* DATASET
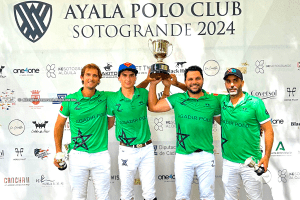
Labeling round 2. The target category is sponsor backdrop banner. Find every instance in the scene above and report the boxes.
[0,0,299,199]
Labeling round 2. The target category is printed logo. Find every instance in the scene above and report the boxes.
[153,145,158,155]
[4,177,30,186]
[118,130,136,146]
[14,1,52,42]
[110,175,120,183]
[0,89,16,110]
[104,63,113,71]
[276,141,285,151]
[56,66,82,76]
[13,68,40,76]
[9,119,25,136]
[271,119,284,125]
[134,178,141,185]
[14,148,26,160]
[121,159,128,166]
[251,90,277,100]
[158,174,175,182]
[272,141,292,156]
[297,62,300,70]
[154,117,163,131]
[46,64,56,78]
[36,175,63,187]
[278,169,287,183]
[203,60,220,76]
[32,121,49,133]
[291,122,300,127]
[34,148,50,159]
[0,65,6,78]
[175,61,187,68]
[72,129,92,150]
[176,124,190,150]
[255,60,264,74]
[52,94,67,104]
[15,148,24,156]
[31,90,40,105]
[285,87,298,101]
[102,63,117,78]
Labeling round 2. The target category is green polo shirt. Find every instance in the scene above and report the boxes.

* PROBLEM DESCRIPTION
Pictures are to be left out; everything else in the entries is reproduced verbatim.

* COMPLETED TASK
Labeling round 2. The target category is sponsor backdrop banner. Find every instance in the scene above and report the boxes.
[0,0,299,199]
Labeling round 2. The target category is printed logo. Find every instance in the scene above and report the boxes.
[153,145,158,155]
[4,177,30,186]
[118,130,136,146]
[14,1,52,42]
[110,175,120,183]
[0,89,16,110]
[104,63,113,71]
[276,141,285,151]
[56,66,82,76]
[13,68,40,76]
[9,119,25,136]
[271,119,284,125]
[134,178,141,185]
[14,148,26,160]
[121,159,128,166]
[251,90,277,100]
[158,174,175,182]
[272,141,292,156]
[297,62,300,70]
[154,117,163,131]
[46,64,56,78]
[36,175,63,187]
[278,169,287,183]
[203,60,220,76]
[32,121,49,133]
[291,122,300,127]
[34,148,50,159]
[0,65,6,78]
[175,61,187,68]
[72,129,92,150]
[176,124,190,150]
[255,60,264,74]
[52,94,67,104]
[15,148,24,156]
[31,90,40,105]
[285,87,298,101]
[102,63,117,78]
Labeling round 2. The target category is green polo shirt. Find every instance in the scene above and report the boxes.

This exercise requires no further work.